#### WHAT THIS TASK INVOLVES
Word for word, write the lines below out again, with no pictures.

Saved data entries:
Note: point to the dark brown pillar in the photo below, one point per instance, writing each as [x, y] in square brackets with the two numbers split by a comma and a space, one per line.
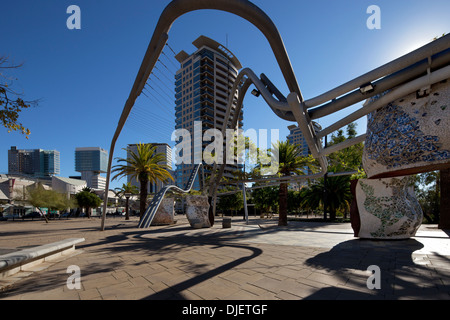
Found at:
[444, 216]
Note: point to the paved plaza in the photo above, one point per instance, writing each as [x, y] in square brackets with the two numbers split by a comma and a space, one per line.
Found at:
[254, 261]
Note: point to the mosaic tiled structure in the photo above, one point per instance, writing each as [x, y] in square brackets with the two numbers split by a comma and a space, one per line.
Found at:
[197, 211]
[408, 136]
[388, 208]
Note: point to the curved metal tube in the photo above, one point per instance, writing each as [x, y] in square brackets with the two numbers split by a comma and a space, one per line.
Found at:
[149, 214]
[174, 10]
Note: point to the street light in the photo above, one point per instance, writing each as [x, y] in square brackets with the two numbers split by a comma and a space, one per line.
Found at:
[127, 196]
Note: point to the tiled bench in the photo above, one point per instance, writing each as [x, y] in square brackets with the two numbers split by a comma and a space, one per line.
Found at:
[14, 262]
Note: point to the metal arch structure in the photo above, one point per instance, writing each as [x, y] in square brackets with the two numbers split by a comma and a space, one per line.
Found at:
[416, 71]
[243, 8]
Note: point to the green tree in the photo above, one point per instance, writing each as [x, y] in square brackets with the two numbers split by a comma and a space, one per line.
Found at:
[427, 189]
[266, 199]
[127, 188]
[339, 196]
[88, 200]
[234, 201]
[11, 102]
[144, 165]
[290, 162]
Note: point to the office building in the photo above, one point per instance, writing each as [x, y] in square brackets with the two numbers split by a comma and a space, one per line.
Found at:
[202, 89]
[91, 162]
[166, 150]
[33, 162]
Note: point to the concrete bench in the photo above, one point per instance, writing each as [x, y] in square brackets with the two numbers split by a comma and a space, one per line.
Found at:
[14, 262]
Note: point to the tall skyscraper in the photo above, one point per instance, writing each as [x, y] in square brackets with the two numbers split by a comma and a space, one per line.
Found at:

#### FINISHED EXERCISE
Note: point to the dark brown pillar in the photo below, one point per instance, writing each as [x, y] in square brackets with the two numbers split by a comma and a space, one per line.
Found at:
[444, 216]
Note: point to the paved plaza in the photo above, one point per instance, writing each as [x, y] in square brackets with the two numbers split by a comma and a space, one per line.
Found at:
[254, 261]
Note: point to the mosaic tiled structure in the photo above, one point per instance, writing each as [x, y] in square brackets with the two numbers split by a comma and a space, one per line.
Found at:
[197, 211]
[408, 136]
[388, 208]
Note: point to the curved metal tube in the photo above, one point per instance, writing each as [x, y] in square brackets with the two numbers split by a comma and a space, one per line.
Found at:
[149, 214]
[174, 10]
Note: point to the street light in the photo above, one point per instance, writing each as [x, y] in square brackets with the two numbers split by a comma and a space, one per line.
Found at:
[127, 196]
Note: point to the tiled bench in the photo above, one point per instance, writing each as [x, y] in square brackets with the two numbers split by a comma and a space, one per line.
Found at:
[14, 262]
Note: point to the metal arch structure in the photo above, one point per instance, writing each as [x, y] in square brackets with the two numbers split by a comma and a space, one per line.
Found at:
[416, 71]
[243, 8]
Note: point to the green tree in the photo above, one point per instance, writing each as [x, y] in square brackets with the two numbers split by a comma and a space, one per line.
Found at:
[427, 189]
[266, 199]
[127, 188]
[339, 196]
[88, 200]
[234, 201]
[11, 102]
[144, 165]
[290, 162]
Note: point to the office building in the photo above, one point per instance, writing each as [x, y] in square brackets with the two numbers split by a comma and a space, one per line.
Found at:
[202, 89]
[91, 162]
[166, 150]
[33, 162]
Note: point to the concrete bench in the photo above, one point per instance, writing each as [x, y] in square brackets with the two numbers split by a comma and a space, one per line.
Found at:
[14, 262]
Note: point to the tall skyscraper in the photo above, one point per instance, writing each as [x, y] in square brackets with the two numbers split by a comma and a space, one per line.
Found at:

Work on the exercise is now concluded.